**WHAT TO PRODUCE**
Give again, word for word, only the lines from the one containing "Each instance of the black truck" through the final line.

**ENTRIES**

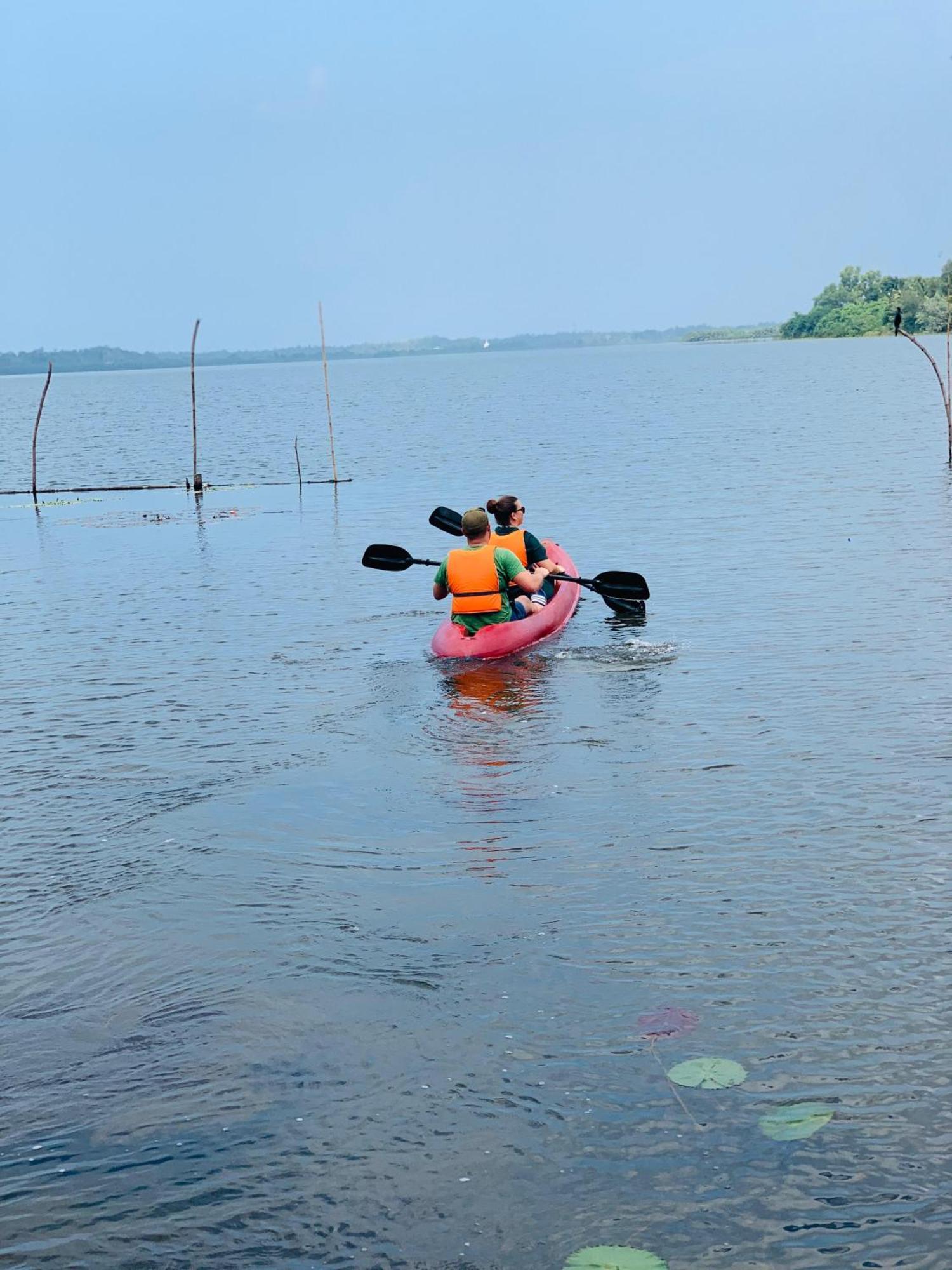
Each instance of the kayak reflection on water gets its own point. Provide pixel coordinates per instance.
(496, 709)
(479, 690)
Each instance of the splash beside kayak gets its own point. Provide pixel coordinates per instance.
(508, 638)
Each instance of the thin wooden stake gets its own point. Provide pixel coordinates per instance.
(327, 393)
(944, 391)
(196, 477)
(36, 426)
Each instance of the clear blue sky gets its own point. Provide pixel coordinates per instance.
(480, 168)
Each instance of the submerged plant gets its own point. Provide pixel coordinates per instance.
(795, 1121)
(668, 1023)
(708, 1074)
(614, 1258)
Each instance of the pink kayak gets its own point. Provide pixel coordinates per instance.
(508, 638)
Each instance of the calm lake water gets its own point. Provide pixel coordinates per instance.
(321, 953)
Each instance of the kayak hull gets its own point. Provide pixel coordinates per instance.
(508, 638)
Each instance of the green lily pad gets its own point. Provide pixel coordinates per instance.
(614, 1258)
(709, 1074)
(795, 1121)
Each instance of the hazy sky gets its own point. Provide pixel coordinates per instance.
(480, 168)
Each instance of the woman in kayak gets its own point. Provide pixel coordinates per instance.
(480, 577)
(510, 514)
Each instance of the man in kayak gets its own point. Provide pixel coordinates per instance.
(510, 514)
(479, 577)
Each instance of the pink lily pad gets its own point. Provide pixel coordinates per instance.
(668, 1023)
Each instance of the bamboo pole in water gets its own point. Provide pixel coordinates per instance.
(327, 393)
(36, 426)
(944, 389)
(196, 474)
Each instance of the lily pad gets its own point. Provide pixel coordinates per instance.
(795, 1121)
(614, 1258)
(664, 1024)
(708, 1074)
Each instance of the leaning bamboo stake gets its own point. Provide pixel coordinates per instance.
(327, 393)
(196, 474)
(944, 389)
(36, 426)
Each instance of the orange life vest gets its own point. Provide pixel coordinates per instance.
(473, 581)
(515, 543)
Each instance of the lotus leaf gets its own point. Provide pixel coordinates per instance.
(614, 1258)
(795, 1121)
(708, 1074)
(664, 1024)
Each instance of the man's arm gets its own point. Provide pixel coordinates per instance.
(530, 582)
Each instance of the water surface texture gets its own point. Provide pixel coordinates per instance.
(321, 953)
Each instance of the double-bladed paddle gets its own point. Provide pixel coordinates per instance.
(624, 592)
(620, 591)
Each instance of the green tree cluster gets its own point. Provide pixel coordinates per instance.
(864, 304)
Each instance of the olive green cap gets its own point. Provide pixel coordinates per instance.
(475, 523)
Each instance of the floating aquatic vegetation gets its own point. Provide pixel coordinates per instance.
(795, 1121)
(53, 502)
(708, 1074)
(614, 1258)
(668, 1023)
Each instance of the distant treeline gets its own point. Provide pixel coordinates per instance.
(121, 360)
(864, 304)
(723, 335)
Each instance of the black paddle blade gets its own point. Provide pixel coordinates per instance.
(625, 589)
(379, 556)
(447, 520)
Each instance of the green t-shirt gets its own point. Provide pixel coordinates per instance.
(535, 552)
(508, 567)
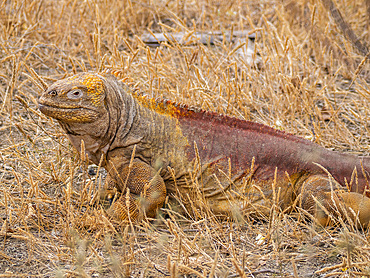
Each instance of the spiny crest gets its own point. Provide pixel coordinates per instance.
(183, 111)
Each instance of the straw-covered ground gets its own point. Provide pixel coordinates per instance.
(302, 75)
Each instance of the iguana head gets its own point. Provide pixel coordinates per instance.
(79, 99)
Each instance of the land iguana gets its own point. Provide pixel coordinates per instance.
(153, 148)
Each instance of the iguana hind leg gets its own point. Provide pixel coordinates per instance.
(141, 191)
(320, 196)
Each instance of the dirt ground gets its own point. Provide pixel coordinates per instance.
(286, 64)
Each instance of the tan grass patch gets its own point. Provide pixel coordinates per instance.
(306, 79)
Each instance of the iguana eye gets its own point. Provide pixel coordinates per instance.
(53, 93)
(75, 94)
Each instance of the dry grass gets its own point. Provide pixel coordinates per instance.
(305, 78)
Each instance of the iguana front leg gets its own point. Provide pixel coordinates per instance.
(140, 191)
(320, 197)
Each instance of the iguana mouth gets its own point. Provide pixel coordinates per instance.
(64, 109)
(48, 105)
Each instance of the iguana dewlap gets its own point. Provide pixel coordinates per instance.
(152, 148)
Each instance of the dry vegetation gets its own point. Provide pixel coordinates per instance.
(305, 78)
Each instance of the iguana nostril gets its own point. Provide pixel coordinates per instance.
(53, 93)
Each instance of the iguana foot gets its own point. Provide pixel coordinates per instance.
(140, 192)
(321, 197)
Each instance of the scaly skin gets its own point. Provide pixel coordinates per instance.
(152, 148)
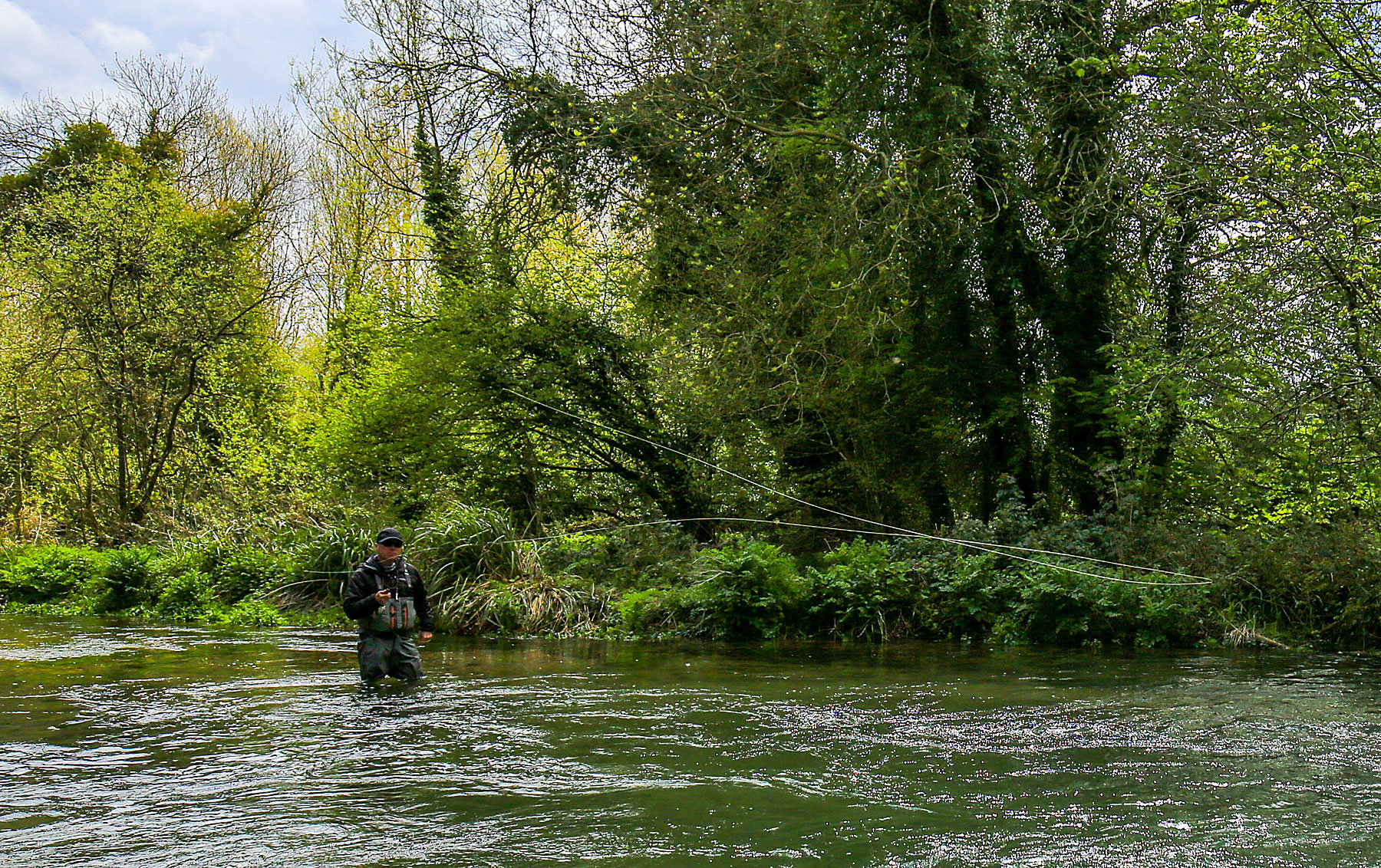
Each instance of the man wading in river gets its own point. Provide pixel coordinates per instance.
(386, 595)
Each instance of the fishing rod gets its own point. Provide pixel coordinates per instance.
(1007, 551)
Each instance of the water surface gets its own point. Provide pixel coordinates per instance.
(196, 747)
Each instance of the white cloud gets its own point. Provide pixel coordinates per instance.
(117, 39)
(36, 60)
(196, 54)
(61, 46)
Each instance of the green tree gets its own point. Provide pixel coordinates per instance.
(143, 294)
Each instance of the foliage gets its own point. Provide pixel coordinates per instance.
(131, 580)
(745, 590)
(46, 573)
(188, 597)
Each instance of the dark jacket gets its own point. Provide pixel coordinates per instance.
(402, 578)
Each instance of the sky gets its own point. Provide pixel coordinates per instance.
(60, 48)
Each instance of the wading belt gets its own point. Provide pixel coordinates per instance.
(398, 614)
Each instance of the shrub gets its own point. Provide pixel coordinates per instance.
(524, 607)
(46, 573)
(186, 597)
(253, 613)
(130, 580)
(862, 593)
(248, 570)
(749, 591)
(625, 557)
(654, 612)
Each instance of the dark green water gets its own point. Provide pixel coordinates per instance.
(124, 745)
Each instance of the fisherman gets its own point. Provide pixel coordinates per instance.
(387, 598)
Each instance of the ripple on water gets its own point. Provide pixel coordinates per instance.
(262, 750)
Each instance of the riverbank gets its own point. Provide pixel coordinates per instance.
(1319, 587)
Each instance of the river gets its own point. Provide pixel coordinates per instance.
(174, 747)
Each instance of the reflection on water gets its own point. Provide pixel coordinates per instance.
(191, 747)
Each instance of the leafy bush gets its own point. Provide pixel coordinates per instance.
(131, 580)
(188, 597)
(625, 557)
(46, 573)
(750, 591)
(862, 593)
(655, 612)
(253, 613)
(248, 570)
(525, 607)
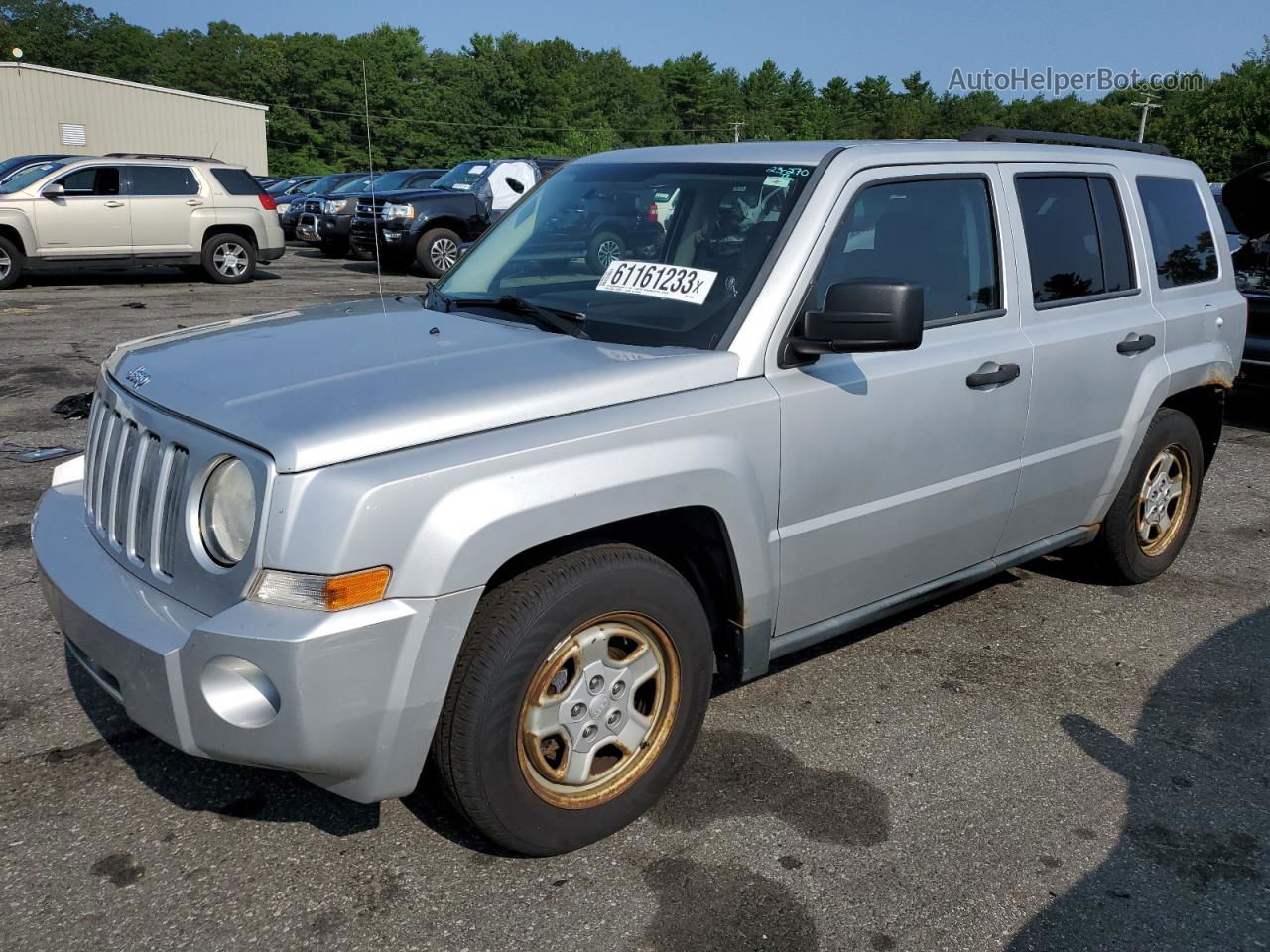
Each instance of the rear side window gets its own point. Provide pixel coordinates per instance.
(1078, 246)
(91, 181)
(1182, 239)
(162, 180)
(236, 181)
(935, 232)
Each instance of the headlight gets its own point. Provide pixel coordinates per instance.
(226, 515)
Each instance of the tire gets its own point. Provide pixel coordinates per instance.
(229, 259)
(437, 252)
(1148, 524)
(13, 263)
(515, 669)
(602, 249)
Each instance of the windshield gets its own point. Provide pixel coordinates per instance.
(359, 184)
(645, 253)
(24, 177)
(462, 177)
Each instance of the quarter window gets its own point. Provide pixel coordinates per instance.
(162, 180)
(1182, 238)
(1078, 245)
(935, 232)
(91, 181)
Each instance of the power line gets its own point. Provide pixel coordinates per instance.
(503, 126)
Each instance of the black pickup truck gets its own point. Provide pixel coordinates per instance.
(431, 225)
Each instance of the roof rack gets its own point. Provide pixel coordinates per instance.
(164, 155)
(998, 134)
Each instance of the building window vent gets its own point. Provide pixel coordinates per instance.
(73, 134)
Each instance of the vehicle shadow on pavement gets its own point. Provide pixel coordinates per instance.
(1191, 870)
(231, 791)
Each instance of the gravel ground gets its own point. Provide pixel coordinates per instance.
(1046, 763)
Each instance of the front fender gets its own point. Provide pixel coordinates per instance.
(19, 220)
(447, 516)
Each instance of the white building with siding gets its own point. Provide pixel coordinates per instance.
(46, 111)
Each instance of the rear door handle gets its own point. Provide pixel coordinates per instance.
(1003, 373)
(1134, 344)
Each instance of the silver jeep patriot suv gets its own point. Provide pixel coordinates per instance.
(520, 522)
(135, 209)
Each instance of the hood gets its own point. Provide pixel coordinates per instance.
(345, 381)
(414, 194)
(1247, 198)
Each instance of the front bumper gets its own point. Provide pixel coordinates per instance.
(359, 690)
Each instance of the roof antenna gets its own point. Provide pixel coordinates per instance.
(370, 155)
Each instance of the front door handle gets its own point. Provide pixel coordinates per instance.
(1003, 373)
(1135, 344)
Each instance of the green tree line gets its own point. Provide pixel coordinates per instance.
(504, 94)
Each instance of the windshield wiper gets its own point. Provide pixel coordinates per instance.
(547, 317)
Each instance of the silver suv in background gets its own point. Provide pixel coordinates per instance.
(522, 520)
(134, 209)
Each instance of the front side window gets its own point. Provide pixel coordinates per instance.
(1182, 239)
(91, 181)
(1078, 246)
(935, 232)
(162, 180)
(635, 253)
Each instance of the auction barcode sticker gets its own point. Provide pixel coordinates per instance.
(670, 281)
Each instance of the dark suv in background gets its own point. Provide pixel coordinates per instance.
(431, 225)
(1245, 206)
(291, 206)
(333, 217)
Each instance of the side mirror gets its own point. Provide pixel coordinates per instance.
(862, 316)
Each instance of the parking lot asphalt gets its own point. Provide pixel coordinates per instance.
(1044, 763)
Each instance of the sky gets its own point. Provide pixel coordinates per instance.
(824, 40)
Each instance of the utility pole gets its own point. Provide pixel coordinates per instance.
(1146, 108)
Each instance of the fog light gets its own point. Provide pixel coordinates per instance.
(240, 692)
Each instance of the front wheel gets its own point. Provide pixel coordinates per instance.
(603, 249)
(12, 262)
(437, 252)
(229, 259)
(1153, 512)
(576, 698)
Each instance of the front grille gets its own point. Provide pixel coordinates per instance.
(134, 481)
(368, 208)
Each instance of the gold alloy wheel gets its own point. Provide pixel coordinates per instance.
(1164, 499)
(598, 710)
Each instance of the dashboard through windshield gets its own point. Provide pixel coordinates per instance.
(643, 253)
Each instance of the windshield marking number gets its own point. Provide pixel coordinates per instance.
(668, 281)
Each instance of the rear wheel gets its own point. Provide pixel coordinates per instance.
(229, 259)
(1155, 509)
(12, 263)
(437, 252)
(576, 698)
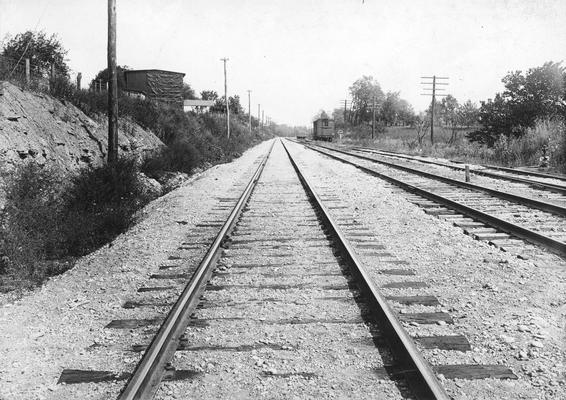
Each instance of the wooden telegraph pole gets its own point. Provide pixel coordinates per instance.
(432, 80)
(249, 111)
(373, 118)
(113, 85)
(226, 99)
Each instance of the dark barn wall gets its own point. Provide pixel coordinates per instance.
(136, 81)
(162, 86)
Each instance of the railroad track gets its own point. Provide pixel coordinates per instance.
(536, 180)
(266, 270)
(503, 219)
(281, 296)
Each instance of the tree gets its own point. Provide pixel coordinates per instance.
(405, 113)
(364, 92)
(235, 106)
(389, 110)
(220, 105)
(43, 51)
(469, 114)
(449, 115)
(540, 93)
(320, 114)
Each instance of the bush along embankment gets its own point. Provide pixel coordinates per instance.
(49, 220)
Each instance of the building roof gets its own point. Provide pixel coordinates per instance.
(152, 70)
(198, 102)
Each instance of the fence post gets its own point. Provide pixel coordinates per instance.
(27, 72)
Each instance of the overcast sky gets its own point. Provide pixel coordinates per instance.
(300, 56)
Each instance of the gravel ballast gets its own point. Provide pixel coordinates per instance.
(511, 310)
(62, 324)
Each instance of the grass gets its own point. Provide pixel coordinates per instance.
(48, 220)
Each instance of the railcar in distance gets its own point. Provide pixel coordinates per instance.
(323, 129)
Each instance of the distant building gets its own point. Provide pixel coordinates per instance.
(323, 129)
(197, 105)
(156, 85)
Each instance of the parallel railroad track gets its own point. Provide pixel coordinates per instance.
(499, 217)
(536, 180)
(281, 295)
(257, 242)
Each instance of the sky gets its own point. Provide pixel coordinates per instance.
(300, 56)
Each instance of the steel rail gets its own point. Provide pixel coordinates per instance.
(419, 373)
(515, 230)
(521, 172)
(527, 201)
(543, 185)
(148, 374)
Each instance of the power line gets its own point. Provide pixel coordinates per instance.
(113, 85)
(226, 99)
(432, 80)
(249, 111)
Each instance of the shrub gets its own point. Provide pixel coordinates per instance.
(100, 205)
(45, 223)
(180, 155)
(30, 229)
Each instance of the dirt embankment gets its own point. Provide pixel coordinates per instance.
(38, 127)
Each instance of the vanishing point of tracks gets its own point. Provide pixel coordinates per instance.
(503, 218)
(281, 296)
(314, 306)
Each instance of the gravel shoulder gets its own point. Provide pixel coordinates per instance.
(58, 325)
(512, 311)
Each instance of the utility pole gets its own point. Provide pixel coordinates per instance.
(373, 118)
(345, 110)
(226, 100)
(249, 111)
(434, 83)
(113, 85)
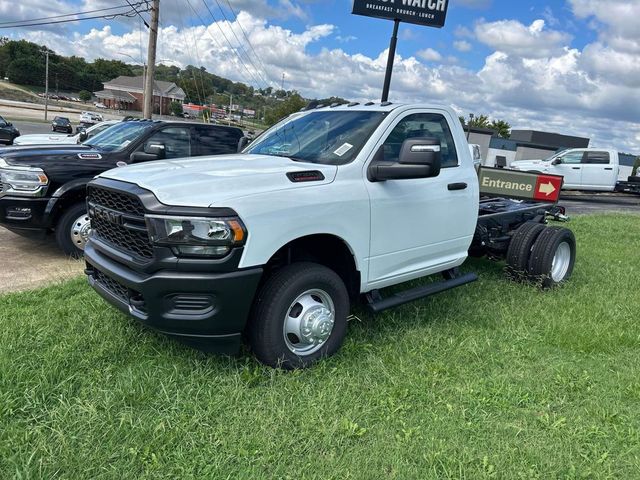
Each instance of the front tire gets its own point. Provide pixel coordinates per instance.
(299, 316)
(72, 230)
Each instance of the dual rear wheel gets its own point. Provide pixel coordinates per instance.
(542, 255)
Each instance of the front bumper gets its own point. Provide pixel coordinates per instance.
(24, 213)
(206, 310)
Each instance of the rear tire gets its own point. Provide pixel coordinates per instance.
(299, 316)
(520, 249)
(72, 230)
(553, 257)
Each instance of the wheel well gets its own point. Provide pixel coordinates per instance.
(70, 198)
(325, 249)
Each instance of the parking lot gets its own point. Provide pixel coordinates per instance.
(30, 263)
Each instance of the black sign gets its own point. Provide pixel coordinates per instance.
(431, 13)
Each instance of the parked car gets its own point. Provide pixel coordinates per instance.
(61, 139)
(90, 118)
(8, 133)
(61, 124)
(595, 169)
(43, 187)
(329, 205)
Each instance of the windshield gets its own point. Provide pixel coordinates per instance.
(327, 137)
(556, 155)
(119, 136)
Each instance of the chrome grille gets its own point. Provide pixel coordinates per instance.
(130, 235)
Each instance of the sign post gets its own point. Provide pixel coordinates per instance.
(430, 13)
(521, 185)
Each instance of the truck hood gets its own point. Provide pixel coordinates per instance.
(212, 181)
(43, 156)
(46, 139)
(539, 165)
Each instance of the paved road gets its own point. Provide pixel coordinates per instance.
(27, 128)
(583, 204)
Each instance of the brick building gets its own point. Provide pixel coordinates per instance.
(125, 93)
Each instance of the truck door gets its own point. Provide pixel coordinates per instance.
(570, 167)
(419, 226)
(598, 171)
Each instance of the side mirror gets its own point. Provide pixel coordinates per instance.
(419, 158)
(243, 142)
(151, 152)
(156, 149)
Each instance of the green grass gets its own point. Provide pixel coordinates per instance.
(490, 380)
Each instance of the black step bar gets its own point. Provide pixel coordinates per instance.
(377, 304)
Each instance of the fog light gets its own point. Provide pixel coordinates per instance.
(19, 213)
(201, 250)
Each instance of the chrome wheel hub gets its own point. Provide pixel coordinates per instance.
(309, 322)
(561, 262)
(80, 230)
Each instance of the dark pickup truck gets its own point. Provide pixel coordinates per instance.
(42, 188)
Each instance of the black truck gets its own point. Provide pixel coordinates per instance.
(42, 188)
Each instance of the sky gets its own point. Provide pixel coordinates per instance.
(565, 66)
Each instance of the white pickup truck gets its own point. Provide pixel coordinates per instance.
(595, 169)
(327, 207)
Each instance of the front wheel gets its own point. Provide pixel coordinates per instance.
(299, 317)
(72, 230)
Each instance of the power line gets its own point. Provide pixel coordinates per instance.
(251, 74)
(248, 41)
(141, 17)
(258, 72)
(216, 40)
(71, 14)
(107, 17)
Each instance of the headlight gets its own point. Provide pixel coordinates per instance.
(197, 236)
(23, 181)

**CORRECT RESULT**
Each instance of the black truck gets its own point. Provide pixel coordinates per instance.
(42, 188)
Each instance of the sky gets its own point. Provide pixel coordinates per instance.
(565, 66)
Each instance of the white pickup truck gets its own point. Provide pixel coordinates per instance.
(595, 169)
(327, 207)
Each instance of the front wheel gets its own point. Provide pixel coordinates per instance.
(299, 317)
(72, 230)
Each instance of the power line gets its own point. Provide pixel coordinates per instance.
(251, 74)
(248, 41)
(141, 17)
(258, 72)
(216, 40)
(71, 14)
(107, 17)
Each instance of the headlight gets its own point. Provide pixel coordinates per instance.
(197, 236)
(23, 181)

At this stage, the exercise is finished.